- **Actions to take**:
1. From the report on modeling unlikely space-booster failures, list every page range it marks as high-significance.
2. Pick out every line of the records that holds the word "white", and copy each one.

DoW/DoD

Modeling of Unlikely Space-Booster Failures in Risk Calculations

1996181 pages
Modern UAP Reports

Modeling of Unlikely Space-Booster Failures in Risk Calculations

Source file: dow-uap-d48-report-september-1996.pdf Originating agency: U.S. Air Force (AFSPC) / Research Triangle Institute (RTI) Date range: 10 September 1996 Page count: 181 (pages 1–60 read in full detail; the remaining pages are statistical appendices) High-significance pages: 1–10, 16–30, 96–172 (Appendix D with launch history)

Research note: This document is not a UAP (Unidentified Anomalous Phenomena) report. It is a distribution-restricted engineering-statistical report concerning the analysis of missile and space-vehicle launch risk, prepared for the U.S. Air Force. The designation "DOW-UAP-D48" reflects an internal numbering system of the document collection and does not represent any connection to the investigation of unidentified phenomena.


Official Blurb (from war.gov)

This report describes the Modeling of Unlikely Space-Booster Failures in Risk Calculations, documenting historical launch failure modes and recommending corrective actions to address them using novel modelling techniques.

Summary

This report, authored by James A. Ward, Jr. and Robert M. Montgomery of the Research Triangle Institute (RTI), presents a mathematical methodology for analyzing improbable failures of space vehicles and missiles. The document was developed for the U.S. Air Force's safety office (AFSPC) and serves two primary launch bases: Patrick AFB in Florida (45th Wing) and Vandenberg AFB in California (30th Wing). The report's central purpose is to improve the DAMP (Facility DAMage and Personnel injury) risk-analysis program by more accurately quantifying Mode-5 failures — failures that may cause a vehicle to deviate extremely from its planned flight path and threaten populations far from the normal flight axis.


Research Article

Introduction

In 1996, a landmark year in the field of space-launch safety, the Research Triangle Institute conducted a deep and comprehensive study for the U.S. Air Force Space Command. Contract number FO4703-91-C-0112, subtask 10/95-77, led to the development of novel mathematical tools for predicting hazard risk arising from space-vehicle failure. The document addresses a fundamental safety question: how can the risk created by those rare failures — in which a vehicle goes out of control and is hurled in an unpredictable direction, far from its intended flight axis — be modeled and quantified?

- **Data provided**:

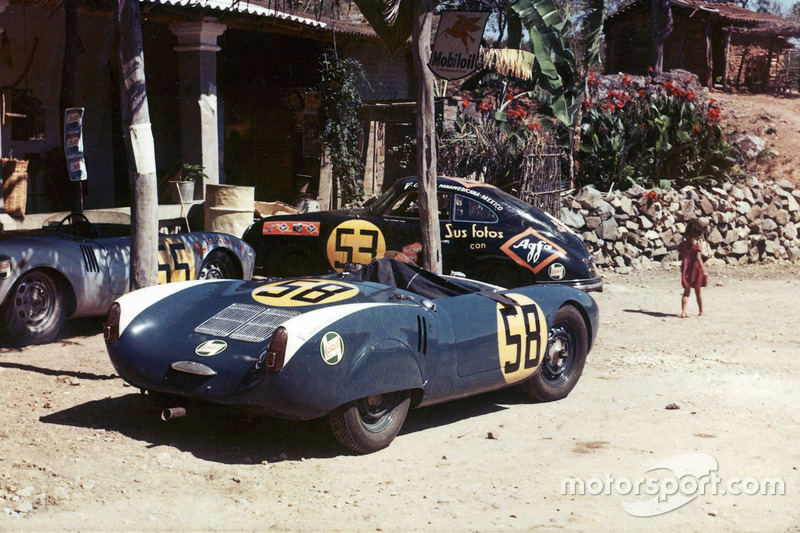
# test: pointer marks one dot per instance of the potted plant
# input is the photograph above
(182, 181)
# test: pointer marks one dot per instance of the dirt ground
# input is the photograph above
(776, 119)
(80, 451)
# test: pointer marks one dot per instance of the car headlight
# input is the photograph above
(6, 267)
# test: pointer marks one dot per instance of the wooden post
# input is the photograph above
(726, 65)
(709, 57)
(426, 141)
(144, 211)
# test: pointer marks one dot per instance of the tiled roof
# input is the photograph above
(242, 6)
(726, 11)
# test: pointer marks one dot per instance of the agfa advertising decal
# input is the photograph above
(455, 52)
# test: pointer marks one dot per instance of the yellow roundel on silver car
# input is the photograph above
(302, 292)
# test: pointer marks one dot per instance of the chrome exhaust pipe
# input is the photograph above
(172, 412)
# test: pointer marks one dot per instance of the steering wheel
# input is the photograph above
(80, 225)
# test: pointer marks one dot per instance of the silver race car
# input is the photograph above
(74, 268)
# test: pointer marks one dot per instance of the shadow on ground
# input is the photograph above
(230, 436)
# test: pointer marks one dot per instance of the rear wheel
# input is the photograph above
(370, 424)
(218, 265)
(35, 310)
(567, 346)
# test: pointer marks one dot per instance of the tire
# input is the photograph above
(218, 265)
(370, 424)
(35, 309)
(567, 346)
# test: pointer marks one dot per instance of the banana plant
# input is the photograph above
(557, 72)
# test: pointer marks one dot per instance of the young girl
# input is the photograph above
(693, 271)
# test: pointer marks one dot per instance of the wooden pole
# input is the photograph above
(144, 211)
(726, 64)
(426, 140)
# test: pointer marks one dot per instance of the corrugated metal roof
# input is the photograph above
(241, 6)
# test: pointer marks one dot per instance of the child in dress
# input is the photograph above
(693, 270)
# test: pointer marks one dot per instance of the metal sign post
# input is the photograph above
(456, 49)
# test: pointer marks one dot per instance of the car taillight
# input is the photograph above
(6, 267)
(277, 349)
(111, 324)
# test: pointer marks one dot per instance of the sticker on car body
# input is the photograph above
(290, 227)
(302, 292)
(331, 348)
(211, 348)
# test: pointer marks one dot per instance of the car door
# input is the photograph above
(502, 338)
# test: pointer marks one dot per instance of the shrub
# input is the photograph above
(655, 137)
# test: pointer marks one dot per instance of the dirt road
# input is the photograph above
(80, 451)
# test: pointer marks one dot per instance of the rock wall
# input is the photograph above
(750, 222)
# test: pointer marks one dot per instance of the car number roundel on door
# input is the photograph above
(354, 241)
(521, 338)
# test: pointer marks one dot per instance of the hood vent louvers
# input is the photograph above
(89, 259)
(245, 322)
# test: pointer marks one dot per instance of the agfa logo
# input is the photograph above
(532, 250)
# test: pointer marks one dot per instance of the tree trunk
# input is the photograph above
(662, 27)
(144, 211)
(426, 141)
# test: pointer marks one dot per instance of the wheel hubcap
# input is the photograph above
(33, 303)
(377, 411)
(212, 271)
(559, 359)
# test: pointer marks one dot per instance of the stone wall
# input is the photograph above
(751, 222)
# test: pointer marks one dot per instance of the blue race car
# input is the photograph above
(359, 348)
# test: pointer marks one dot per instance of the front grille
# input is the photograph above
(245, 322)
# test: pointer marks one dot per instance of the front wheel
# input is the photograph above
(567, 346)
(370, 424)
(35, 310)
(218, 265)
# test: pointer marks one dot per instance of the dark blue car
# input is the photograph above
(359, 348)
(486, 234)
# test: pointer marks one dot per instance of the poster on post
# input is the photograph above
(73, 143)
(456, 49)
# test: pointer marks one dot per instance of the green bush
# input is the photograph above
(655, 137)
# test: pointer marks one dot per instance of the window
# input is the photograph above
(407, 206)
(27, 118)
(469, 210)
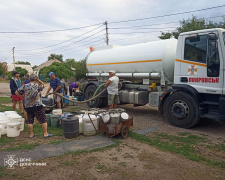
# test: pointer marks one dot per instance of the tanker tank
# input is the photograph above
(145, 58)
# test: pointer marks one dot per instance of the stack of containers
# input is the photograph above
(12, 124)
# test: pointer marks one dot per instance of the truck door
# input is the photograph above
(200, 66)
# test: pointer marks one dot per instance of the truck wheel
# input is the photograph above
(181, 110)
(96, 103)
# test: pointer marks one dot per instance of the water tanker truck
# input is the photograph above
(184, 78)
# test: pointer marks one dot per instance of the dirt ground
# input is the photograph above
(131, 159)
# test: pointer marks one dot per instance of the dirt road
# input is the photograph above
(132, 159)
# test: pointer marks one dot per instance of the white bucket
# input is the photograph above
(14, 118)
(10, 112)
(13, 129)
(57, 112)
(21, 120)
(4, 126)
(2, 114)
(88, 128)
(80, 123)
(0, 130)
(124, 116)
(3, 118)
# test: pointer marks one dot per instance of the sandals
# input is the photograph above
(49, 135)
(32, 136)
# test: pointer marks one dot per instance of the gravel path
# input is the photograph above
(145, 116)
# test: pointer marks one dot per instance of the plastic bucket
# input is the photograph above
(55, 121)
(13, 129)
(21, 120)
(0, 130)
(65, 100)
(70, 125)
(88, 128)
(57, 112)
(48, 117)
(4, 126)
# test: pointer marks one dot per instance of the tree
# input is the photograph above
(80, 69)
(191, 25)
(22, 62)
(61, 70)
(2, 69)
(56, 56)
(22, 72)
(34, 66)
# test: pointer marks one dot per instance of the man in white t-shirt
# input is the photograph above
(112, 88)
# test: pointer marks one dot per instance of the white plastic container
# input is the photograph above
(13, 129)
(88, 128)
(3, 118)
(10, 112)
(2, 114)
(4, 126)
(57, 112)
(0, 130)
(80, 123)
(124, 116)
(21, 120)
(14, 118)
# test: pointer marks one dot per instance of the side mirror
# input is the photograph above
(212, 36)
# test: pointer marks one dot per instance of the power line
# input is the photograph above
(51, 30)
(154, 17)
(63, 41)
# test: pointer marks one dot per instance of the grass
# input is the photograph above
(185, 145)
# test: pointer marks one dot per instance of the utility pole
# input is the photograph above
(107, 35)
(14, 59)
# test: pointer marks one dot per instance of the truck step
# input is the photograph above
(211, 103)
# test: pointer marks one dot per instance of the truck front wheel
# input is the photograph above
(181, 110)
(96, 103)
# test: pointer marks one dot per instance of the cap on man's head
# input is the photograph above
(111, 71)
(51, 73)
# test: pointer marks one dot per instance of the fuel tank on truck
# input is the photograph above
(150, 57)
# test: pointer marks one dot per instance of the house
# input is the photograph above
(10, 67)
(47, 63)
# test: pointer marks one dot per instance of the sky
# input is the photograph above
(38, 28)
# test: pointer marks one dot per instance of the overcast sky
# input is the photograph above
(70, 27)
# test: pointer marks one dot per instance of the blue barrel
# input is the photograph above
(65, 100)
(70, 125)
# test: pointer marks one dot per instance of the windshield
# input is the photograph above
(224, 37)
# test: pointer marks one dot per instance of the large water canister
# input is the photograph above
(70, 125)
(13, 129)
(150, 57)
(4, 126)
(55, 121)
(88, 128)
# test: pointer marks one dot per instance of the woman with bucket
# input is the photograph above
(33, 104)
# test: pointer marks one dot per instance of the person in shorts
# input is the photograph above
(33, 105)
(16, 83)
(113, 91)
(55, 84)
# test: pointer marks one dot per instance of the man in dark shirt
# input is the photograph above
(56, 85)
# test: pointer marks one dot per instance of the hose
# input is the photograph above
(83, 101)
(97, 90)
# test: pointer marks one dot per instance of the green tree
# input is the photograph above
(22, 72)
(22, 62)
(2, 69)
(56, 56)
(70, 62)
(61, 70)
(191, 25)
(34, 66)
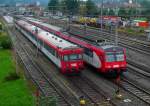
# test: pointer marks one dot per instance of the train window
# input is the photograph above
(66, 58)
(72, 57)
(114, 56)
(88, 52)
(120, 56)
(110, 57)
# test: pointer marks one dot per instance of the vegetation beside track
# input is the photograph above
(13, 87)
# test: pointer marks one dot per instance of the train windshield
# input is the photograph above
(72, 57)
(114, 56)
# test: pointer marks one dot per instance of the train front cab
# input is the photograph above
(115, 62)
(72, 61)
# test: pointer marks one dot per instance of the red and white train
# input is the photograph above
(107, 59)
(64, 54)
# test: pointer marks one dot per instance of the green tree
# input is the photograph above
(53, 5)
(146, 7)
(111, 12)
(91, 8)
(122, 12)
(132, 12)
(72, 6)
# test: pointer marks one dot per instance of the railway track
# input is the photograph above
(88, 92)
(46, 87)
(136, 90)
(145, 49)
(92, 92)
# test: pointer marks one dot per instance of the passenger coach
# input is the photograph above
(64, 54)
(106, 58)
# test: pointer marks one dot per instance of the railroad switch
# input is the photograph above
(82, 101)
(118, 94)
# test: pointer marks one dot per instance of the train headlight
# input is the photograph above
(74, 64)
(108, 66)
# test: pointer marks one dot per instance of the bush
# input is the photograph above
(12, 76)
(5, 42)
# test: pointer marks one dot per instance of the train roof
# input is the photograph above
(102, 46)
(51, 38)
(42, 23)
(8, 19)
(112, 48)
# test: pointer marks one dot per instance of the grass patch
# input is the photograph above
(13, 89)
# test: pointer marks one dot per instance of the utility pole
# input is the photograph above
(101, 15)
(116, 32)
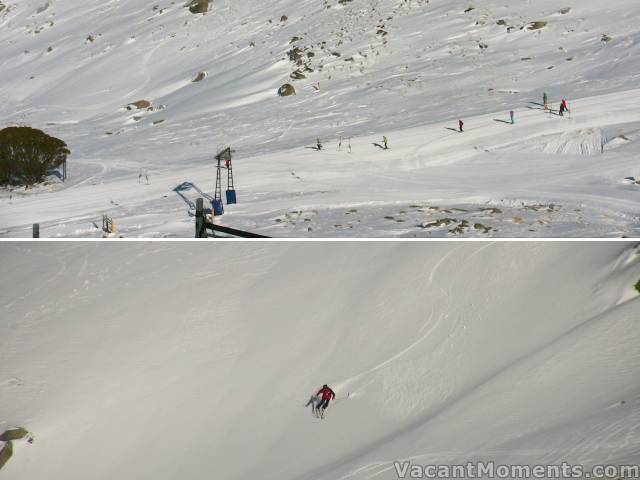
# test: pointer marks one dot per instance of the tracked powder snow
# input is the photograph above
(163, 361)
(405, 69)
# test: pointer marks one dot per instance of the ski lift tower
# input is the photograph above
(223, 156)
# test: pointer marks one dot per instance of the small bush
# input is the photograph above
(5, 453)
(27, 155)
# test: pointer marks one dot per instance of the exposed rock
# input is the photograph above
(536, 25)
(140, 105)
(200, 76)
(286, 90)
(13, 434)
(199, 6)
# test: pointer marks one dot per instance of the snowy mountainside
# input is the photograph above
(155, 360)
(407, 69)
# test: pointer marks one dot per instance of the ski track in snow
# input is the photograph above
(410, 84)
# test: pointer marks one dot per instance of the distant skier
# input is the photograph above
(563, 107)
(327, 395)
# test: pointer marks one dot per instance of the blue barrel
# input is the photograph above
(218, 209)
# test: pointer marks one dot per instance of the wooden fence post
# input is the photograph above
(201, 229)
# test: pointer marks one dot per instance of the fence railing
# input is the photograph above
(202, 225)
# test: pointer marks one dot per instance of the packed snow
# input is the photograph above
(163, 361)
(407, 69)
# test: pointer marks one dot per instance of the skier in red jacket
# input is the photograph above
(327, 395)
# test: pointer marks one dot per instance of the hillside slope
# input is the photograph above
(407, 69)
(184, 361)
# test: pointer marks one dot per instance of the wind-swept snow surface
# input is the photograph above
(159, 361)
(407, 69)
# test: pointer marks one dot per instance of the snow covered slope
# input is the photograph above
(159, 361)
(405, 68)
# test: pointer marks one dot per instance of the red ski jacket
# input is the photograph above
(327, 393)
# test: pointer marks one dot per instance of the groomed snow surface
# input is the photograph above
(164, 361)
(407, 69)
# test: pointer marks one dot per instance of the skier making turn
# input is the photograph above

- **Answers to the problems**:
1. 1–10, 16–30, 96–172

2.
# test: pointer marks one dot per instance of the white bucket
# test: pointer marks one dot per instance of the man in white t-shirt
# test: pointer marks one dot per instance of the white plastic container
# test: pointer marks one dot per instance of the red and white train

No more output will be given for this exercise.